Please locate each line in the entries below that contains the word "outline" and copy those lines.

» Data provided:
** Start **

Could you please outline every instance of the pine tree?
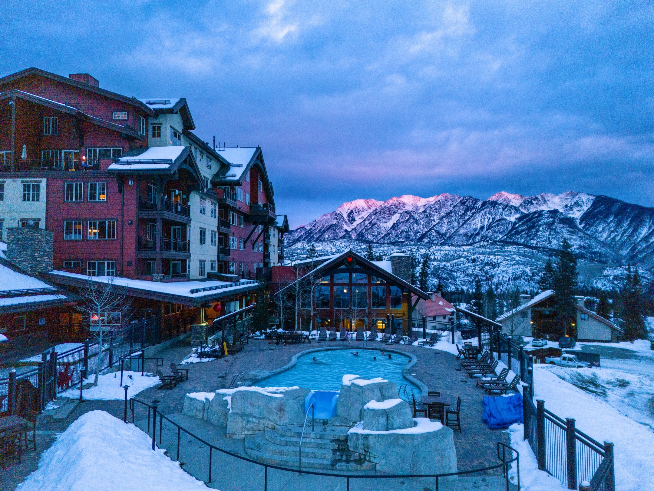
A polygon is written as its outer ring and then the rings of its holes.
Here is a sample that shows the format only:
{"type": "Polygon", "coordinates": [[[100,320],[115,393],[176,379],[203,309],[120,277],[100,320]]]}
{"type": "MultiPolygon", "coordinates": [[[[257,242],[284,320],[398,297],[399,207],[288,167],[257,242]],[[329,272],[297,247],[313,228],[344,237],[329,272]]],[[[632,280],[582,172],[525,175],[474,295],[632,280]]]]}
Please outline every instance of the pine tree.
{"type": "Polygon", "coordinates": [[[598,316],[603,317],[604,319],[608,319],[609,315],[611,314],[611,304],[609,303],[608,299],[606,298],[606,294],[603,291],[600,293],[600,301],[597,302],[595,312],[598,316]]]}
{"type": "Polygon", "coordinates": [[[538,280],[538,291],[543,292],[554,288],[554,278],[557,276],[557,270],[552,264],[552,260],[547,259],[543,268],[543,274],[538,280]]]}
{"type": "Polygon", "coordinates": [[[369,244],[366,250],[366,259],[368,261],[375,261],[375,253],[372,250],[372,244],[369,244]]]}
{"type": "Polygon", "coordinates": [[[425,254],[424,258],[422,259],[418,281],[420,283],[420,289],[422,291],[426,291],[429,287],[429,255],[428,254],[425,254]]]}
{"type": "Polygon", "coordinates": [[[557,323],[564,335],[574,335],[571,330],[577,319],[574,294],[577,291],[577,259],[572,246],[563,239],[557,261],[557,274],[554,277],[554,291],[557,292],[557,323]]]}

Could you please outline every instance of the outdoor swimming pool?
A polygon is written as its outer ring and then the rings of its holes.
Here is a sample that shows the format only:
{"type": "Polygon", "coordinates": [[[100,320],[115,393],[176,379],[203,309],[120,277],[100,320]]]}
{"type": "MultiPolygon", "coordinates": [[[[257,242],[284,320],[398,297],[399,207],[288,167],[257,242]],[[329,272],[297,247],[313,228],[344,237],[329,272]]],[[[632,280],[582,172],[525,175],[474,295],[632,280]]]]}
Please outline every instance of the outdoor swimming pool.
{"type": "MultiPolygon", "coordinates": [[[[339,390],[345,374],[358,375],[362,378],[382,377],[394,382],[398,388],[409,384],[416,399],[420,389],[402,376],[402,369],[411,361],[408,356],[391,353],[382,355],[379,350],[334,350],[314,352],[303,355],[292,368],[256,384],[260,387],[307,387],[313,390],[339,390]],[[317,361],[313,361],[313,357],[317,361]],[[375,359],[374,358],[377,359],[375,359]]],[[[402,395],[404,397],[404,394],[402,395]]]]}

** End **
** Start **

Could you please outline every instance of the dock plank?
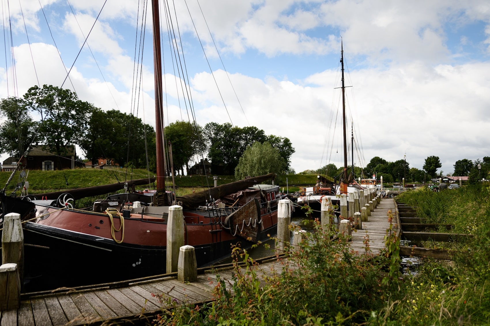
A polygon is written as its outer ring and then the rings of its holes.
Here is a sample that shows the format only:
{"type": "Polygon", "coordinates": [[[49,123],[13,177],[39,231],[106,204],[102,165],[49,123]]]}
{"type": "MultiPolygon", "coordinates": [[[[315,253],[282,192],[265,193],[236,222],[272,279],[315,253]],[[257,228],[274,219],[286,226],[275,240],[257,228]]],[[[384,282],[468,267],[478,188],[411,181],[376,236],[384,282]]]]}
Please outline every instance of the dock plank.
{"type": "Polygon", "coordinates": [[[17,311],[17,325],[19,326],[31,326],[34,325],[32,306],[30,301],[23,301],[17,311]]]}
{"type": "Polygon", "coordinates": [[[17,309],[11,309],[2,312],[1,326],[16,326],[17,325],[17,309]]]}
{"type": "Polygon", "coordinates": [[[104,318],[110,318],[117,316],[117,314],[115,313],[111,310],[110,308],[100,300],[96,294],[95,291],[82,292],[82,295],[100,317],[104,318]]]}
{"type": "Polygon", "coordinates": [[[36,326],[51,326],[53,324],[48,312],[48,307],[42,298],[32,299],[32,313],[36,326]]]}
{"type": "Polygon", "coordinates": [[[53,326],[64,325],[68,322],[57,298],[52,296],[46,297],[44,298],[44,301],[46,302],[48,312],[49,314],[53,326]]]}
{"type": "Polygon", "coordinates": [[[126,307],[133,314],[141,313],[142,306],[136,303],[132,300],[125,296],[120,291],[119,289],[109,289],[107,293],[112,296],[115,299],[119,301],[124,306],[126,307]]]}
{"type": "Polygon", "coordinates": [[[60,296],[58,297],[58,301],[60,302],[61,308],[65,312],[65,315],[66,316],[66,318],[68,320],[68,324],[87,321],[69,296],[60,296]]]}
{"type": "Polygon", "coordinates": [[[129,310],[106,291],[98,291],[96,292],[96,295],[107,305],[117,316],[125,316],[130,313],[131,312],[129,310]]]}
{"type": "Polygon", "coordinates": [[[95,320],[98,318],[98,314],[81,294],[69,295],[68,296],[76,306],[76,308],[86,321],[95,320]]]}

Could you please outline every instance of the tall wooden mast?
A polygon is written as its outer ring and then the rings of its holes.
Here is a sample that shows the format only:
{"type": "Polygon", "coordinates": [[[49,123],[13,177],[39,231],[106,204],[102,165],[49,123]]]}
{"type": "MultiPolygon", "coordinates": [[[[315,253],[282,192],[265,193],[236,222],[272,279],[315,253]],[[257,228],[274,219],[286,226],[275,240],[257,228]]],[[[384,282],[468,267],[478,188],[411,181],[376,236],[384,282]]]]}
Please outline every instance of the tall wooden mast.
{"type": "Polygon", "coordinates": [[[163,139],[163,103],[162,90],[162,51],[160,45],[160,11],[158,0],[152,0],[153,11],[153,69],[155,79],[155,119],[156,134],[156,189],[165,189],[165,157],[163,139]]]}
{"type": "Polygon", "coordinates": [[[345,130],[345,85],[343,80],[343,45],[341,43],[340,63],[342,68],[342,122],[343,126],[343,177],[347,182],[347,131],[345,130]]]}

** End **

» Response below:
Could you please outline every instance of the pine tree?
Please outline every instance of the pine tree.
Could you please outline every instance of the outdoor swimming pool?
Please outline every instance of the outdoor swimming pool.
Could you please outline every instance of the dock plank?
Please outline every instance of the dock plank.
Could you please outline every instance of the tall wooden mast?
Please outline every instance of the tall wooden mast.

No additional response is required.